● Consigne A
D'après l'article sur la réforme judiciaire israélienne, à quel mois l'examen des textes est-il renvoyé ?
● Consigne B
Reproduisez le passage de l'article sur la réforme judiciaire israélienne qui commence par "Les débats sur" et se poursuit jusqu'à "qu’il leur imposait.", en substituant "contestation" à "protestation".

---- Page

En Israël, Nétanyahou concède une « pause » et sauve sa coalition

 

Les débats sur la réforme controversée de la justice reprendront en mai au Parlement

Acculé par un mouvement de protestation sans précédent dans l’histoire d’Israël, Benyamin Nétanyahou a fini par plier. Le premier ministre israélien, qui menait à marche forcée depuis janvier une réforme fondamentale de la justice, a dû reconnaître, mardi 28 mars, que le pays et ses électeurs eux-mêmes ne comprenaient pas l’urgence qu’il leur imposait.
Il a concédé « une pause » dans son entreprise, qui vise à abolir l’indépendance politique de la Cour suprême, de l’avocate générale et des conseillers juridiques, uniques contre-pouvoirs institutionnels encadrant l’exécutif et la majorité parlementaire. Il renvoie l’examen de ces textes au mois de mai, après les vacances parlementaires de la Pâque juive, qui commencent le 4 avril. « Alors qu’il existe une chance d’éviter la guerre civile par un dialogue, en tant que premier ministre, je ferai une pause pour le dialogue », a annoncé M. Nétanyahou, qui ne renonce pas : « Nous insistons sur la nécessité d’accomplir les changements nécessaires au système judiciaire », rappelle-t-il. Mais il ambitionne d’atteindre cet objectif « par un large consensus ». Il n’est pas assuré qu’il en soit capable.

--------
---- Données fournies

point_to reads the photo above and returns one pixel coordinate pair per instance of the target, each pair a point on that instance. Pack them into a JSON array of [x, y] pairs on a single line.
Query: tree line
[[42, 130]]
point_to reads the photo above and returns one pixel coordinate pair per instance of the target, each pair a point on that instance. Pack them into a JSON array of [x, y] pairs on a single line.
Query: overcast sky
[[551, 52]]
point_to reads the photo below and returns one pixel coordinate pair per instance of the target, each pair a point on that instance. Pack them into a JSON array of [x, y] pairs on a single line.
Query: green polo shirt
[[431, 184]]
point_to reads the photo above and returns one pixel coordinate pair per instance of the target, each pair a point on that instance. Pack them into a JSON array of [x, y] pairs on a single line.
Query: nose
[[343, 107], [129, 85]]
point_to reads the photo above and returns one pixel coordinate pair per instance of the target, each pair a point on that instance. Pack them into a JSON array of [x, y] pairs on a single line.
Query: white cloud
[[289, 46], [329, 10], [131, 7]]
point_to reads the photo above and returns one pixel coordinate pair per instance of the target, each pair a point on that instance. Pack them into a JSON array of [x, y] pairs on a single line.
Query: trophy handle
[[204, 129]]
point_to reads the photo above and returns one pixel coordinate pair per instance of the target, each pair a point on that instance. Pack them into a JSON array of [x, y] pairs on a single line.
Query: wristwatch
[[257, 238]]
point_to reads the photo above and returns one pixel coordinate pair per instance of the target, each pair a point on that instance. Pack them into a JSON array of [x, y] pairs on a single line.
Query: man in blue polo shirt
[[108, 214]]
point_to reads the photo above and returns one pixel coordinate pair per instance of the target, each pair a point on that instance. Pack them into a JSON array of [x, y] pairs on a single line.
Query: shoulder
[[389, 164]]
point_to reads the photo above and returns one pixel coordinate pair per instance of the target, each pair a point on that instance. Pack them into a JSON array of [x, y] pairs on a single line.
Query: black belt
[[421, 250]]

--------

● Résultat A
Au mois de mai, après les vacances parlementaires de la Pâque juive.

● Résultat B
Les débats sur la réforme controversée de la justice reprendront en mai au Parlement

Acculé par un mouvement de contestation sans précédent dans l’histoire d’Israël, Benyamin Nétanyahou a fini par plier. Le premier ministre israélien, qui menait à marche forcée depuis janvier une réforme fondamentale de la justice, a dû reconnaître, mardi 28 mars, que le pays et ses électeurs eux-mêmes ne comprenaient pas l’urgence qu’il leur imposait.